── Excerpted data ──

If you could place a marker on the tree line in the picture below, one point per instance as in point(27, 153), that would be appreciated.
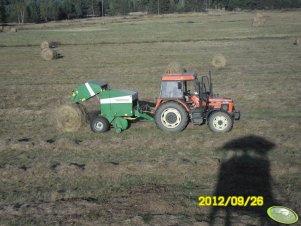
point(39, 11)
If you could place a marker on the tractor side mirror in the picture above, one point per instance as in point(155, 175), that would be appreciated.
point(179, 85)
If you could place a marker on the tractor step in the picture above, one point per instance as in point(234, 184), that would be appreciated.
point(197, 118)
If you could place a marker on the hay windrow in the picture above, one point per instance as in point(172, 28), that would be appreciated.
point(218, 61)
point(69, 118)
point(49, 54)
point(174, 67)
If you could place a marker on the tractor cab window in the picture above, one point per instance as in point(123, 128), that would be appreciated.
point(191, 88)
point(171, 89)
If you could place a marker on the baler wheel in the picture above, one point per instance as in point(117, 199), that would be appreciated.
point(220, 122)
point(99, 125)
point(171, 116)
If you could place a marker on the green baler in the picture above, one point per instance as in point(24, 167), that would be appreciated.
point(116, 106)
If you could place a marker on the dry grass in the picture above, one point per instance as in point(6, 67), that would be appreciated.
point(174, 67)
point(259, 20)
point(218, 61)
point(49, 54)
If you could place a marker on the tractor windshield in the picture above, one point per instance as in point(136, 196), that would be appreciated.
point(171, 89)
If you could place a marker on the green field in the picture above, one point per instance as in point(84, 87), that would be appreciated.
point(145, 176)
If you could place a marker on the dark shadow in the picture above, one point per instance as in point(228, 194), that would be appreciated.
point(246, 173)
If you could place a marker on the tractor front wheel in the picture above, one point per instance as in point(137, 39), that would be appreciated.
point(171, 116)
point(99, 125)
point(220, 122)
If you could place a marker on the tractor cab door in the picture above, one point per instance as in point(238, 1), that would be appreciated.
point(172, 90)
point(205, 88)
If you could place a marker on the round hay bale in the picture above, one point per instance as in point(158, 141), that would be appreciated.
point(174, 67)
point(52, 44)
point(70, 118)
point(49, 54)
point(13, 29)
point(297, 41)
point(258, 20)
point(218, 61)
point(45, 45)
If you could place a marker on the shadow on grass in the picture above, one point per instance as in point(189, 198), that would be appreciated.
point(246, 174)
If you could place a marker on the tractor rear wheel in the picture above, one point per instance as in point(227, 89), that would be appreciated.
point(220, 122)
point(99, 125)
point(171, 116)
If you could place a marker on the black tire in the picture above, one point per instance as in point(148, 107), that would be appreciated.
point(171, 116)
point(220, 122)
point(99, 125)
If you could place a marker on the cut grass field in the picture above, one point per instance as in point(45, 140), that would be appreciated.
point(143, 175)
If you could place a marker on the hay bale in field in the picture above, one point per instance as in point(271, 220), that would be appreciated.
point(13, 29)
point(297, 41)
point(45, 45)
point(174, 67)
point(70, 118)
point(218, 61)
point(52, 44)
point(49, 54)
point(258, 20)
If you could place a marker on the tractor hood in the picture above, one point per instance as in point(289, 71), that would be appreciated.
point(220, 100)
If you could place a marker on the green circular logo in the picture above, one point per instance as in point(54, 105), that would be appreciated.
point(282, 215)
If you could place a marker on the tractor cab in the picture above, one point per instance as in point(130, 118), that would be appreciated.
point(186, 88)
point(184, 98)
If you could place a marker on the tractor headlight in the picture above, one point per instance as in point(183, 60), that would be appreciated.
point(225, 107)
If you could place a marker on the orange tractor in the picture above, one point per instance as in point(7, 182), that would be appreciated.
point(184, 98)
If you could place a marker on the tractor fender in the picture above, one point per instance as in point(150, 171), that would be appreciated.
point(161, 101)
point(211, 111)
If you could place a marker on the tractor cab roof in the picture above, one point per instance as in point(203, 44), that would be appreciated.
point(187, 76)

───
── Excerpted data ──

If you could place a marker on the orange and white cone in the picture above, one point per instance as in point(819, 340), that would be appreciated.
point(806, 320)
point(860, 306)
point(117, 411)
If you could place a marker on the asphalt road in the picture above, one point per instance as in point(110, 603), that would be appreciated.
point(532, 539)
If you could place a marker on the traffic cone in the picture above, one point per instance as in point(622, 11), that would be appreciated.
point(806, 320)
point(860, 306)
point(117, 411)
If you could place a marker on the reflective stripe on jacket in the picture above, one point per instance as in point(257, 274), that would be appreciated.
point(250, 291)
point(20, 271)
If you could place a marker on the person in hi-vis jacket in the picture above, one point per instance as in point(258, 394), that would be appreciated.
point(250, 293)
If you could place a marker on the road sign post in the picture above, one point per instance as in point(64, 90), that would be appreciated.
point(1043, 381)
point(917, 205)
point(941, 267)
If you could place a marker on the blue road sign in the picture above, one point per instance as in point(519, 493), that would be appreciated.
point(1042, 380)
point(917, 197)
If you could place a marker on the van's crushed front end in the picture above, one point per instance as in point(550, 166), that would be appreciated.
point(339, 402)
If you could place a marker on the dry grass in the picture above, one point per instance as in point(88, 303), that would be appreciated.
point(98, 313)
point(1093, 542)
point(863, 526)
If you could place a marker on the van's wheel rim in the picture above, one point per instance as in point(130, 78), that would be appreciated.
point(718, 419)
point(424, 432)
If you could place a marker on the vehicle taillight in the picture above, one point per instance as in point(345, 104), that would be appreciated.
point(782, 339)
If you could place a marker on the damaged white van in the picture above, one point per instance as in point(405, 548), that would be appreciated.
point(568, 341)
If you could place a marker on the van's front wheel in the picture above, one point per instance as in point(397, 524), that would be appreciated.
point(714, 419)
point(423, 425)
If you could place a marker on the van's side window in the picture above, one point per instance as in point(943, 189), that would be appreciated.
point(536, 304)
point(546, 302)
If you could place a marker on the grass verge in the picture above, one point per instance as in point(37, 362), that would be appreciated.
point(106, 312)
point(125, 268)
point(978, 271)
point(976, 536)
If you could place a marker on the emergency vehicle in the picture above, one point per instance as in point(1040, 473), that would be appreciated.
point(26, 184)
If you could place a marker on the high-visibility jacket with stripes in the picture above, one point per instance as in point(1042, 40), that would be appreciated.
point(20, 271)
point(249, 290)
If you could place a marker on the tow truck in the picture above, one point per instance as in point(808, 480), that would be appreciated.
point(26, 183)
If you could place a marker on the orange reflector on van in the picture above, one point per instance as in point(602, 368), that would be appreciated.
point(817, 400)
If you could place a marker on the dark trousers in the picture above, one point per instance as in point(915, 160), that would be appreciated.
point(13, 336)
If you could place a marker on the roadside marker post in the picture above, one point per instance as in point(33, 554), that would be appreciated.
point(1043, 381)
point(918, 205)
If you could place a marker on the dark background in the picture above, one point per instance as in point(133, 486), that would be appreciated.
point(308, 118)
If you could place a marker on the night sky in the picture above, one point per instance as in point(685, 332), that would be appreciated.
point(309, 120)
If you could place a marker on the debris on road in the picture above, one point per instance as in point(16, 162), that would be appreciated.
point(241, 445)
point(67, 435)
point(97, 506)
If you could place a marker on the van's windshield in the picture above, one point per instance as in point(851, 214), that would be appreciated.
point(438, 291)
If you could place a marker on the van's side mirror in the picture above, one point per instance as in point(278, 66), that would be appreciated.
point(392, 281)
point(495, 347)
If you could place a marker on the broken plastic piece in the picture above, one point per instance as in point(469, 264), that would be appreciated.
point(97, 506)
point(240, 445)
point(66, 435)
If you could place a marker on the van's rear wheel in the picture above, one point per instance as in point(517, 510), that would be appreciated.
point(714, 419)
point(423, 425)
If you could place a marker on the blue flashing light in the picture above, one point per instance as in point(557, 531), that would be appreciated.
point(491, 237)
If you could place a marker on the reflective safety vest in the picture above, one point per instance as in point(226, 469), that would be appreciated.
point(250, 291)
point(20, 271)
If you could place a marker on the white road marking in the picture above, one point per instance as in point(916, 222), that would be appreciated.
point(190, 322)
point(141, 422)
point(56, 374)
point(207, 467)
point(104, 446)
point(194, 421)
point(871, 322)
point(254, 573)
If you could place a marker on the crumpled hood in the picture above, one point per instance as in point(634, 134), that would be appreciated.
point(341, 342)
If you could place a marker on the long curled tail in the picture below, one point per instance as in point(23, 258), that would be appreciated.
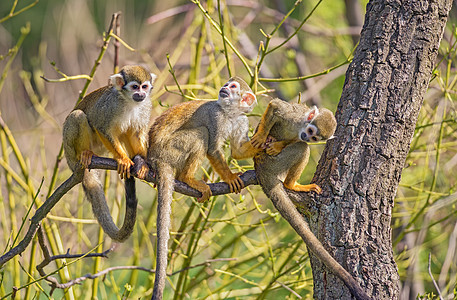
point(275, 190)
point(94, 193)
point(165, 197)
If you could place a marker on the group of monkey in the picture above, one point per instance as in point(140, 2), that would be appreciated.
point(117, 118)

───
── Excerpted data ──

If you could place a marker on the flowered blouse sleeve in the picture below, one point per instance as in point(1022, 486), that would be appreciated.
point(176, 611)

───

### Exercise goal
Shift every coordinate in the answer points up by 76 and give the lines again, requests included, from the line containing "If you could place a marker on the flowered" to the line containing "point(176, 611)", both included. Leave the sample points inside the requests unchanged.

### Worked solution
If you could place a marker on the flowered blouse sleeve in the picture below, one point per instance as in point(1022, 486), that would be appreciated.
point(252, 687)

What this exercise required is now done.